__Text excerpt__:
====================

Reflections on Richard Sutton's Interview: Intro
I recently listened to Richard Sutton’s interview on the Dwarkesh Podcast. Often called the father of reinforcement learning, Sutton spoke candidly about the limitations of large language models (LLMs), the importance of continual learning, and his lifelong conviction that true intelligence arises from experience—not imitation.
For me, the conversation was both intellectually dense and personally inspiring. I approach it from two perspectives:
-
As a curious researcher, I’m drawn to questions at the core of AGI: What does it mean to understand and to act with purpose?
-
As a practitioner, I would ask a more practical question:
> If our goal is not AGI, but AI systems that function as capable knowledge workers—delivering real-world, economically valuable tasks—is the current path of LLM scaling still a feasible one? And what boundaries or blindspots should we be mindful of?
These reflections led me to a set of questions:
- Is the problem with next-token prediction itself?
Next-token prediction defines pretraining and much of supervised fine-tuning. But modern post-training relies heavily on reinforcement learning—RLHF (human feedback) for human alignment and verifier-based RL (RLVF) for eliciting reasoning capabilities. Can post-training RL reshape a model’s behavior beyond pretraining limits—or does it remain bounded by what was initially imitated?
- Is the limitation about when learning happens—training-time vs. deployment-time?
Sutton argues for continual learning: adapting through direct experience after deployment. Most current models are trained once and then frozen, accessed via APIs. However, this boundary is beginning to soften. Techniques like Reinforcement Fine-Tuning (RFT) allow models to adapt based on customer-specific objectives within real environments. Cursor’s recent work(https://cursor.com/en-US/blog/tab-rl) on online RL demonstrate early but promising signs of on-the-fly adaptation. If models can learn continuously from real-world interaction, could this represent a meaningful step toward addressing Sutton’s critique?

====================

__Data for analysis__:

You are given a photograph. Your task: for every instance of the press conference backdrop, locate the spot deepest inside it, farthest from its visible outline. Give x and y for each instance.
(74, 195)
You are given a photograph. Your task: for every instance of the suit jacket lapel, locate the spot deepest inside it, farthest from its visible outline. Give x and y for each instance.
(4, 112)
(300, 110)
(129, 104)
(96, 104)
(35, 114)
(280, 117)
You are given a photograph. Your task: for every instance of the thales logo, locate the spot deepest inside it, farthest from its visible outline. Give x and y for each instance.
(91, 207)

====================

__What is expected__: Please continue the reflections on Richard Sutton's interview from where they stop, with the next question in the set.

__Result of this task__:
- Is it about modality—text versus interaction-rich experience?
LLMs originated in language, yet sparked a multimodal wave: diffusion models, Gemini, Claude 3, and embodied predictive models like Genie 3, which predicts future video frames from passive observation. Can multimodal prediction serve as a proxy for world experience—or is true interactivity necessary for agency?
- If direct experience is essential, how do we scale it?
The world is vast; no single agent can live enough lifetimes to experience it fully. Humans transcend this through language—abstracting and transmitting experiences across generations. If experience is the key, how do we scale it to match the richness of human understanding without millions of years of simulation? And if language abstraction is not the answer, how can we enable scalable experience—and ensure that learned world models are passed on and inherited?
These questions echo ideas from many voices—Sutton’s belief in experience, Ilya Sutskever’s conviction in next-token prediction, and Andrej Karpathy’s optimism about scaling.
This blog series is my attempt to connect these threads: to explore where these views align, where they diverge, and how they might evolve. My hope is that by structuring the questions clearly, we can reason a little better—collectively.